* start Source text *
He will explode from the "teasing and denial."

After doing this a few times talk about "why" he enjoyed it and get him to understand that he just likes "tease and denial." Then you should be able to transition away from cuckold role playing and more towards wholesome tantric exploration with each other. 

Hope that helps, 
Badsanta


----------



## Nomorebeans (Mar 31, 2015)

Fetishes are great if both partners are into the same one(s).

My ex was into B&D bordering on S&M. It was fine when it started out in the early days as him wanting me to wear sexy leather outfits and stiletto boots to bed once in a while, and even when a bit of bondage came into play. But it got weirder and darker - like dog collars and leashes, whips, and gags. It came to be the case that we couldn't just start making out and have one thing lead to another in an organic, natural way like I craved (and told him so) - it seemed he could only do it this way.

If you don't like the fetish, too, you shouldn't go through your life constantly playing a role that doesn't feel right and ring true for you just to keep the marriage together.

If I didn't have my son, I'd say I wish I'd left my ex about 20 years ago and found someone who actually valued me, instead of using me as a means to an end.


----------



## New_Beginnings (Nov 16, 2015)

Nomorebeans said:


> Fetishes are great if both partners are into the same one(s).
> 
> My ex was into B&D bordering on S&M. It was fine when it started out in the early days as him wanting me to wear sexy leather outfits and stiletto boots to bed once in a while, and even when a bit of bondage came into play. But it got weirder and darker - like dog collars and leashes, whips, and gags. It came to be the case that we couldn't just start making out and have one thing lead to another in an organic, natural way like I craved (and told him so) - it seemed he could only do it this way.
> 
> ...
* end Source text *
Written problem 1: Could you write out the part of the forum thread from "After doing this" up to and including "(Mar 31, 2015)", word for word?
The forum thread and the rows were drawn from unrelated sources.
* start Working data *
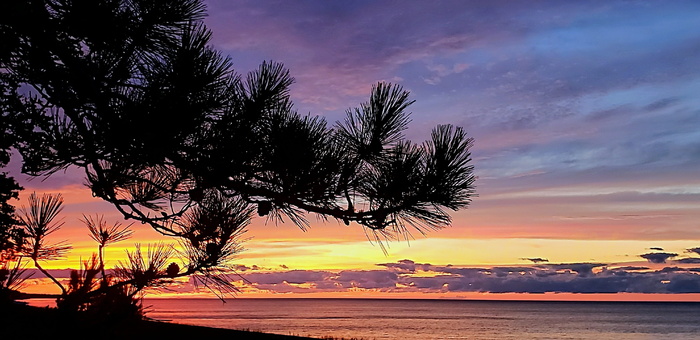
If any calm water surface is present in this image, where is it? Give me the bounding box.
[144,299,700,340]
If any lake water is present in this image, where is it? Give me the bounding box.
[144,299,700,340]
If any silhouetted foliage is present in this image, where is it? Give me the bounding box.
[0,0,475,314]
* end Working data *
Written problem 2: Can you lay out the rows from the line with "If any silhouetted" through the end of the rows as a Markdown table with the columns Row and Line, leaving out any blank lines?

Task response 1:
After doing this a few times talk about "why" he enjoyed it and get him to understand that he just likes "tease and denial." Then you should be able to transition away from cuckold role playing and more towards wholesome tantric exploration with each other. 

Hope that helps, 
Badsanta


----------



## Nomorebeans (Mar 31, 2015)

Task response 2:
| Row | Line |
|---|---|
| 1 | If any silhouetted foliage is present in this image, where is it? Give me the bounding box. |
| 2 | [0,0,475,314] |